Reproduce the following material line for line, without changing anything.

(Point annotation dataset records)
════════
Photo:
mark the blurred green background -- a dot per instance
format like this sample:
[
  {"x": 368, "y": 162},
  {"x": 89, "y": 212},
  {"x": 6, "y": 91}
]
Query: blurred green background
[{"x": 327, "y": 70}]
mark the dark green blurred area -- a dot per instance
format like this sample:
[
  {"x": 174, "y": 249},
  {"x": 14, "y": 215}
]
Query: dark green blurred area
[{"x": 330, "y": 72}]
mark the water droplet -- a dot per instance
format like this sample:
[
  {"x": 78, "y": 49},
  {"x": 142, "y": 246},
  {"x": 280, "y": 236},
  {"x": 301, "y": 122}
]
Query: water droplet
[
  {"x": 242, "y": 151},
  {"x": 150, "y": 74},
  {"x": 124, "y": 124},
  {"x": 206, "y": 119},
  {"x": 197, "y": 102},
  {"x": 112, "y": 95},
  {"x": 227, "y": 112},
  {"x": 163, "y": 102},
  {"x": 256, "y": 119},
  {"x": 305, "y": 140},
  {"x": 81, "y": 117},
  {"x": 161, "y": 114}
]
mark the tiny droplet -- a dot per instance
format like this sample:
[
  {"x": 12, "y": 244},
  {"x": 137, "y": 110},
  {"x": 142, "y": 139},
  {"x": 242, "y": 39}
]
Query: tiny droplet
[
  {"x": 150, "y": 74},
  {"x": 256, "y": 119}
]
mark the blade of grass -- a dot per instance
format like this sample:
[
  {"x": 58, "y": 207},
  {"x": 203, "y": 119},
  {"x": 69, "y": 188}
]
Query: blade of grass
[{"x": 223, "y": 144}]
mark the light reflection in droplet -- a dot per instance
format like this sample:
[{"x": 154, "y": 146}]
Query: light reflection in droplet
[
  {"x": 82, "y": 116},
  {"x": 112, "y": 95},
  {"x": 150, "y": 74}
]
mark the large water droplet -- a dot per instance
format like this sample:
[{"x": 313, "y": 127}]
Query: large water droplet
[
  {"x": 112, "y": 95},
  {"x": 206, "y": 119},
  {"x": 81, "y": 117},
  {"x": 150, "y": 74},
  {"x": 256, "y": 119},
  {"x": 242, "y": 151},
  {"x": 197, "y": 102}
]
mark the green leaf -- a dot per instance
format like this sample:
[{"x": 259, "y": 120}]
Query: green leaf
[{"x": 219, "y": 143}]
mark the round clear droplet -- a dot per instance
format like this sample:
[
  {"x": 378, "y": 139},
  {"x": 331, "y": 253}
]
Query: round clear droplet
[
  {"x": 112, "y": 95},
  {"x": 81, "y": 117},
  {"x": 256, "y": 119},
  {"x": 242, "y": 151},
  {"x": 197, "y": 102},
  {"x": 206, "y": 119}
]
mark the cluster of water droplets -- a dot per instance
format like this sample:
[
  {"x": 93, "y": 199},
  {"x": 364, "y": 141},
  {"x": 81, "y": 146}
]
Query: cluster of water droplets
════════
◆ Written answer:
Photo:
mark the blurred green background -- a dot per instance
format like this sample:
[
  {"x": 368, "y": 162},
  {"x": 89, "y": 212},
  {"x": 6, "y": 91}
]
Query: blurred green background
[{"x": 327, "y": 70}]
mark the dark green blurred area -- a dot per instance
format like this sample:
[
  {"x": 174, "y": 249},
  {"x": 14, "y": 215}
]
Query: dark green blurred area
[{"x": 330, "y": 72}]
mark the water droplet -- a dot per instance
format like this sample:
[
  {"x": 78, "y": 49},
  {"x": 142, "y": 246},
  {"x": 280, "y": 236},
  {"x": 301, "y": 122}
]
Query: water droplet
[
  {"x": 242, "y": 151},
  {"x": 150, "y": 74},
  {"x": 124, "y": 124},
  {"x": 206, "y": 119},
  {"x": 197, "y": 102},
  {"x": 112, "y": 95},
  {"x": 227, "y": 112},
  {"x": 163, "y": 102},
  {"x": 256, "y": 119},
  {"x": 305, "y": 140},
  {"x": 81, "y": 117},
  {"x": 161, "y": 114}
]
mark the tiny droplet -- a dot per instance
format like this sample:
[
  {"x": 12, "y": 244},
  {"x": 137, "y": 110},
  {"x": 142, "y": 139},
  {"x": 242, "y": 39}
]
Query: tiny droplet
[
  {"x": 150, "y": 74},
  {"x": 256, "y": 119}
]
mark the blade of grass -- a dot per instance
format like this sample:
[
  {"x": 58, "y": 207},
  {"x": 203, "y": 119},
  {"x": 69, "y": 188}
]
Query: blade of grass
[{"x": 223, "y": 144}]
mark the light reflection in droplet -- a dot per instance
format like this sample:
[{"x": 154, "y": 146}]
Query: light reflection in droplet
[
  {"x": 82, "y": 116},
  {"x": 112, "y": 95},
  {"x": 150, "y": 74}
]
mark the large water droplet -- a dot per instance
format like this sample:
[{"x": 313, "y": 127}]
Query: large water droplet
[
  {"x": 112, "y": 95},
  {"x": 206, "y": 119},
  {"x": 81, "y": 117},
  {"x": 150, "y": 74},
  {"x": 256, "y": 119},
  {"x": 242, "y": 151},
  {"x": 197, "y": 102}
]
mark the green leaf -- a dot per instance
format like this sample:
[{"x": 259, "y": 120}]
Query: green leaf
[{"x": 219, "y": 143}]
mark the round clear droplet -- a dot per instance
format like this sample:
[
  {"x": 378, "y": 139},
  {"x": 331, "y": 253}
]
Query: round clear droplet
[
  {"x": 112, "y": 95},
  {"x": 81, "y": 117},
  {"x": 256, "y": 119},
  {"x": 242, "y": 151},
  {"x": 197, "y": 102},
  {"x": 206, "y": 119}
]
mark the cluster of water droplets -- a dot per instance
format like this sample:
[
  {"x": 93, "y": 199},
  {"x": 364, "y": 141},
  {"x": 81, "y": 146}
]
Query: cluster of water droplets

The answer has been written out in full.